__WRITTEN INSTRUCTION__. Reproduce the items below verbatim, beginning with the line that contains "Pick out each instance of the woman's lips" and stopping after the last line of the items.

__INPUT__.
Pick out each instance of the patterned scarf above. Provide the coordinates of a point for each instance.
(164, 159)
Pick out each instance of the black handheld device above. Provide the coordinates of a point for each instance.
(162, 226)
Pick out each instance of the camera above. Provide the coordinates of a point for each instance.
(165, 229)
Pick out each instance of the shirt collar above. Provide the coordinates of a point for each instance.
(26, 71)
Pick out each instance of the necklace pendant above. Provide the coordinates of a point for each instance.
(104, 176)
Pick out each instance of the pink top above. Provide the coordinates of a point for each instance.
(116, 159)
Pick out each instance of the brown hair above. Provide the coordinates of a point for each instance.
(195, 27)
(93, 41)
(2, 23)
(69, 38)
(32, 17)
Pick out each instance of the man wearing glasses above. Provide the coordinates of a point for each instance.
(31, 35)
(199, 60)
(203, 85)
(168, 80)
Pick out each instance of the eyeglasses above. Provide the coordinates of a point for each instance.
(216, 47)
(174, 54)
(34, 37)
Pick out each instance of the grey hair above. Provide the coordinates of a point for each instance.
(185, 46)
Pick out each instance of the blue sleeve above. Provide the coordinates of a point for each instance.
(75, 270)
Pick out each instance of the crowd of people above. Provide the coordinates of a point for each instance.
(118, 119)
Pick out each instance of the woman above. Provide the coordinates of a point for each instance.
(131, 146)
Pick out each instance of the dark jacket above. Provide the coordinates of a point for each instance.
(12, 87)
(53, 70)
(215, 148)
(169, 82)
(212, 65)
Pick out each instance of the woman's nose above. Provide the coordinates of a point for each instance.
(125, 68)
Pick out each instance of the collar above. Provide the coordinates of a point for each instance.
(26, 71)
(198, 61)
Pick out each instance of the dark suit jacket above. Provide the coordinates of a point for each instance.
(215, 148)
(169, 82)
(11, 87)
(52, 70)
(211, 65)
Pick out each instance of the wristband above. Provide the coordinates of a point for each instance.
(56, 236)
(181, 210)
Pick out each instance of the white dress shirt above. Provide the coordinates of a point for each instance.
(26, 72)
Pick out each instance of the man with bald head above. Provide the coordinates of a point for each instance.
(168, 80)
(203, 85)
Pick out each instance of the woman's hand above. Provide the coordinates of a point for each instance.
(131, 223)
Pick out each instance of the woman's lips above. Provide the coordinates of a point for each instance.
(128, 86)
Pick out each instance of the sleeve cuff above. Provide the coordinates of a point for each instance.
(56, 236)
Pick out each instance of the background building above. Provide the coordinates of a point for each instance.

__WRITTEN SOLUTION__.
Pick out each instance of the woman's lips above. Provide the coordinates of a point for each instance.
(128, 86)
Pick out each instance of the sleeve cuff above. Provide the coordinates of a point for each instance.
(56, 236)
Pick out each instance of the background building above. Provide the coordinates of a point for each instance.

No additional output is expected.